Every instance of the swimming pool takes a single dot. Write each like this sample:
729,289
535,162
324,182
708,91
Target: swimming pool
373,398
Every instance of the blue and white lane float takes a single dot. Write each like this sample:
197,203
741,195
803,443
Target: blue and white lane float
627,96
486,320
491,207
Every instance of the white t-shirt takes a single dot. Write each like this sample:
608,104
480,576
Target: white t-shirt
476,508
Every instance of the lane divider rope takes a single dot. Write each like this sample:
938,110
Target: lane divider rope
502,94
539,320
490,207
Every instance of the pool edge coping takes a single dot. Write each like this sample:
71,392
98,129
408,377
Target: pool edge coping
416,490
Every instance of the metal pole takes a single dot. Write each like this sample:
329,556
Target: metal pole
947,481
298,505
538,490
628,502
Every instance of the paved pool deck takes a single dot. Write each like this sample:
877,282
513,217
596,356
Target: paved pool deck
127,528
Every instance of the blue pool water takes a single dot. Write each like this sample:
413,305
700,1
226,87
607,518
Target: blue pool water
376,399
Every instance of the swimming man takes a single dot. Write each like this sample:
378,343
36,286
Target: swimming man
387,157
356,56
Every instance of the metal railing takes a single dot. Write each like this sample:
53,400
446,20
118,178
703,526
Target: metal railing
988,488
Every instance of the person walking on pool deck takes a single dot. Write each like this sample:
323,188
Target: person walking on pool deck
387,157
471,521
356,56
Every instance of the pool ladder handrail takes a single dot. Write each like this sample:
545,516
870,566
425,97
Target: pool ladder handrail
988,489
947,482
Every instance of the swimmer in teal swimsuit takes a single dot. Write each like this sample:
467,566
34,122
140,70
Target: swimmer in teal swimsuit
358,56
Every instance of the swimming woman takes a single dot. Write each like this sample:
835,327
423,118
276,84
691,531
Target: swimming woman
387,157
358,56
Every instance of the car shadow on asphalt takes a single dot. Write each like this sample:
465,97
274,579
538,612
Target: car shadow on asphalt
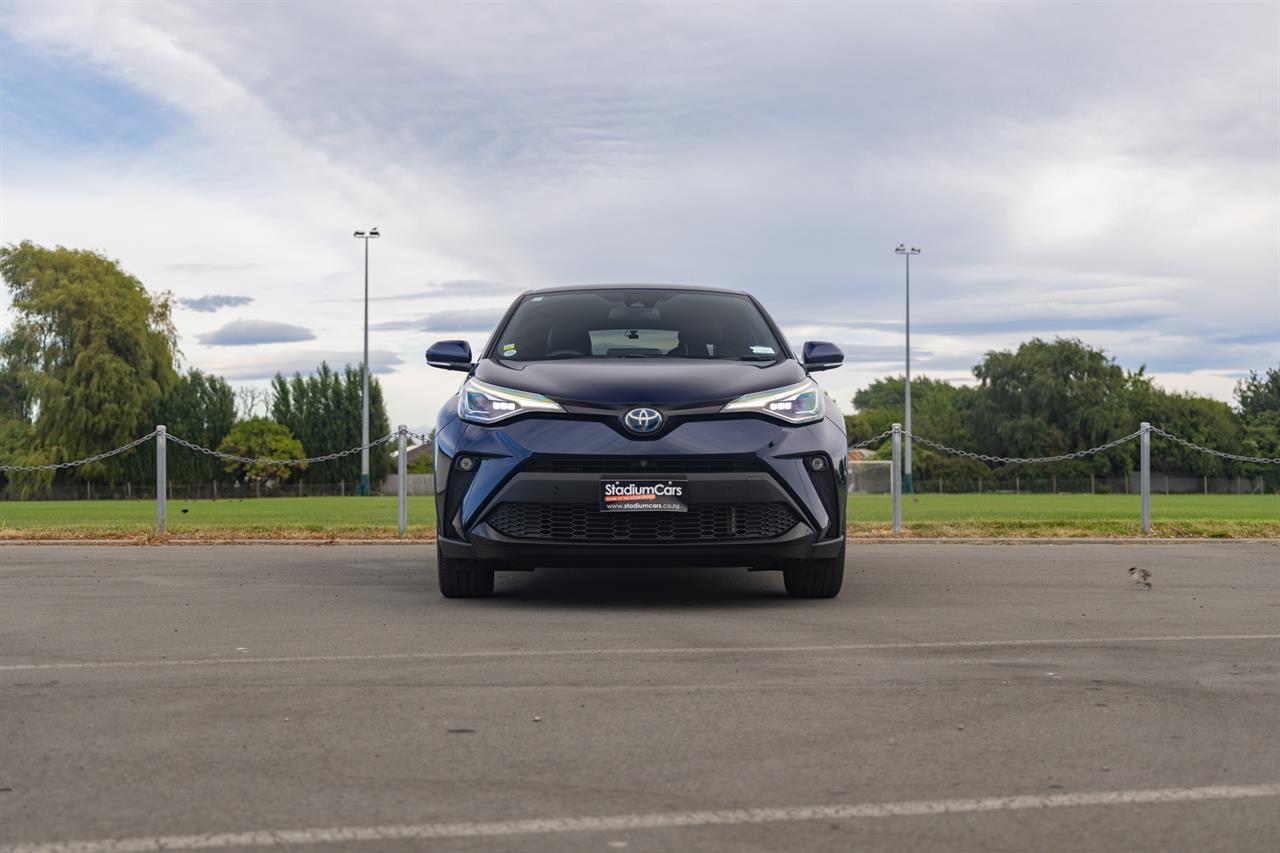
639,587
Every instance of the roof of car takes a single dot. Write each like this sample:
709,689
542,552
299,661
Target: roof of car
632,287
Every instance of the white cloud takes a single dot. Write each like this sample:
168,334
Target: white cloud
1061,176
241,333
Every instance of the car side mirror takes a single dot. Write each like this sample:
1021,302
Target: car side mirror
449,355
821,355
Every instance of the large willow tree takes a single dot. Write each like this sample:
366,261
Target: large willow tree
87,351
324,411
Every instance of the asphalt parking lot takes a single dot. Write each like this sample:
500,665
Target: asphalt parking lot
955,697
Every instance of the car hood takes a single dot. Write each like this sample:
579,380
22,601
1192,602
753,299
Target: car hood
656,382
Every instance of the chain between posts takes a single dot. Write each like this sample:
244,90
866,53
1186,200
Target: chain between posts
874,439
1022,460
248,460
54,466
1260,460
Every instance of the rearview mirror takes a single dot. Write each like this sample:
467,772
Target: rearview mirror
449,355
821,355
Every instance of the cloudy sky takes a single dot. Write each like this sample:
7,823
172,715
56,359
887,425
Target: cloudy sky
1102,170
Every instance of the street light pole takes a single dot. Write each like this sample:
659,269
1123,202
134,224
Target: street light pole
362,488
906,455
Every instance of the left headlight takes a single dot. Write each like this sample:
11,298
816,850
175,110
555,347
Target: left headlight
798,404
479,402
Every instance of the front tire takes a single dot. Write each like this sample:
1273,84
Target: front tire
816,578
462,578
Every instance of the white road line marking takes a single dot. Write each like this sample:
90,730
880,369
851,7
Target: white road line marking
661,820
690,649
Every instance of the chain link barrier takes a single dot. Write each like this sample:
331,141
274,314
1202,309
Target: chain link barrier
424,438
1260,460
97,457
247,460
874,439
1023,460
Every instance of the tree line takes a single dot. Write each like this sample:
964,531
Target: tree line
1051,397
90,363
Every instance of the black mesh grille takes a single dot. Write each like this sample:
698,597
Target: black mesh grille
588,523
641,465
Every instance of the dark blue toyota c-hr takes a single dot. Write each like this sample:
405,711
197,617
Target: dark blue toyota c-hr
639,424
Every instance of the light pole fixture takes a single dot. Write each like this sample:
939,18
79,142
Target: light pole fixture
362,487
906,455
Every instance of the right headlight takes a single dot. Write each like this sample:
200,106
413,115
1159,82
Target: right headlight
479,402
798,404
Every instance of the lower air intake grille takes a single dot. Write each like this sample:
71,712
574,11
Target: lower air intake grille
586,523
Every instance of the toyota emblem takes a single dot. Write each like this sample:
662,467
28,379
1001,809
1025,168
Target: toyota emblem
643,420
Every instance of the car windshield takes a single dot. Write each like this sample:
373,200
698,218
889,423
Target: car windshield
636,324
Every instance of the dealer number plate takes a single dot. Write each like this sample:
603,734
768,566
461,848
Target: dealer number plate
644,496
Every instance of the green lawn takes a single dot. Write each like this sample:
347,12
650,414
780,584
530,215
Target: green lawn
309,518
947,515
1214,515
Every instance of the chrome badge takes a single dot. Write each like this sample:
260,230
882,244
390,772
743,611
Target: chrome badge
643,420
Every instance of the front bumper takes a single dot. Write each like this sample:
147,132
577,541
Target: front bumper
531,497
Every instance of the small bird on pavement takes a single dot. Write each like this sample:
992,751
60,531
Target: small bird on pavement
1139,578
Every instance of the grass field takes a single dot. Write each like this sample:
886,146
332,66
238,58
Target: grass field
1069,515
931,515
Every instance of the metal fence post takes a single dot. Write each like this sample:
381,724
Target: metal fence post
895,478
161,480
402,480
1144,477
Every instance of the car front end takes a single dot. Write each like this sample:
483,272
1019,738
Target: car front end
600,460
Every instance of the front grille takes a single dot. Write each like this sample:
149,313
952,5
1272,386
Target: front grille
588,523
824,483
643,464
458,484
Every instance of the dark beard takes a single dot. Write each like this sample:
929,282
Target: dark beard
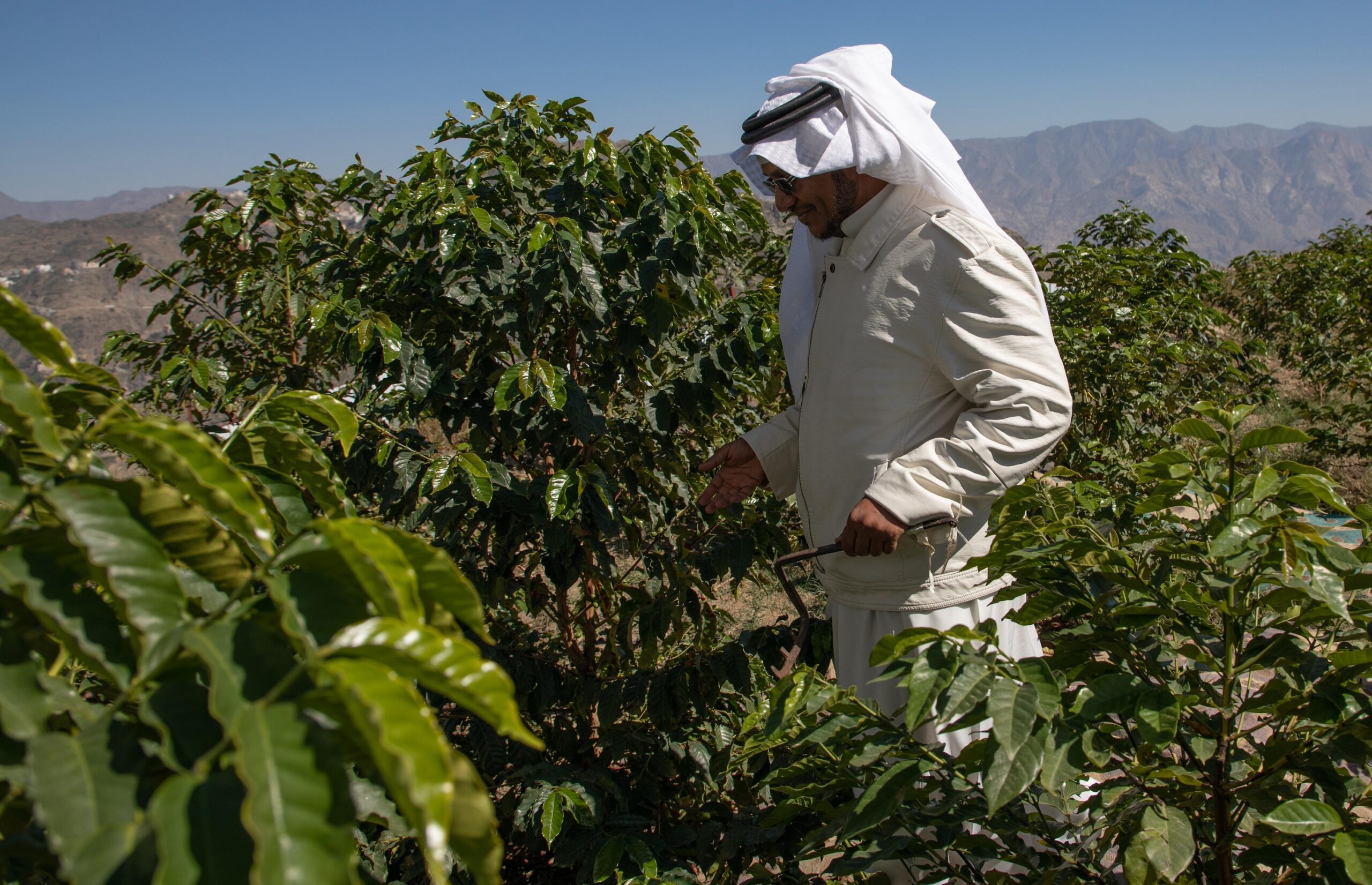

- **WHAT IS REQUIRED**
Across the entries above, state how many lines include the string "beard", with no other text.

- **REPLY**
2